En los años 90, el mundo sufría entre 25 y 45 emergencias alimentarias cada año. Pero, desde el año 2000, esta cifra se ha elevado hasta 50 y 65 emergencias alimentarias anuales. El cambio climático y los conflictos explican en parte el incremento. Pero la clave está en el concepto de resiliencia: la capacidad de una persona, hogar, comunidad o país para convivir, adaptarse y recuperarse rápidamente de una crisis. Cada vez más personas, a menudo comunidades enteras, que parten de una situación inicial de alta vulnerabilidad, se ven forzadas a poner en marcha mecanismos de supervivencia cada vez más extremos que dificultan la recuperación y dejan un margen cada vez más reducido para hacer frente al próximo choque o a la próxima estación del hambre.

Es lo que está ocurriendo en el Sahel, donde 5 millones de niños ya sufren desnutrición. El hambre estacional eleva esta cifra cada año, poniendo en riesgo sus vidas y causando daños irreparables en el desarrollo físico y cognitivo de aquellos que sobreviven.

Su recuperación será lenta y nunca completa, por lo que cada año, con la llegada de una nueva estación del hambre, su situación será más grave y comprometida.
--
◆ LA TAREA: Según el texto sobre las emergencias alimentarias, ¿cuántos niños sufren ya desnutrición en el Sahel?

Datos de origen
--
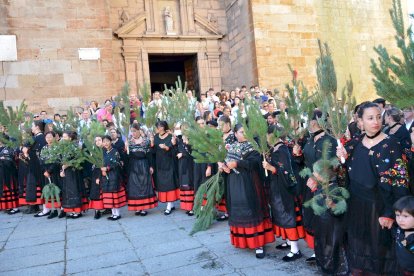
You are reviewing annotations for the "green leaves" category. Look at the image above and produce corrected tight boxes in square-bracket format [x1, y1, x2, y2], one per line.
[184, 124, 227, 163]
[371, 0, 414, 109]
[190, 172, 224, 235]
[41, 182, 60, 210]
[300, 140, 349, 216]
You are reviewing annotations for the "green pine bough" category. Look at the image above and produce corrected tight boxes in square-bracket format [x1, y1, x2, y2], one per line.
[0, 100, 34, 148]
[190, 172, 224, 235]
[242, 99, 269, 176]
[371, 0, 414, 109]
[300, 140, 349, 216]
[315, 40, 356, 164]
[184, 123, 227, 235]
[40, 178, 60, 210]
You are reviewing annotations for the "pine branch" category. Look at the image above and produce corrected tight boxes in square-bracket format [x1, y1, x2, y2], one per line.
[371, 0, 414, 108]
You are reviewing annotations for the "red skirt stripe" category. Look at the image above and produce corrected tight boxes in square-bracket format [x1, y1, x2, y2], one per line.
--
◆ RESULTADO DEL EJERCICIO: 5 millones de niños.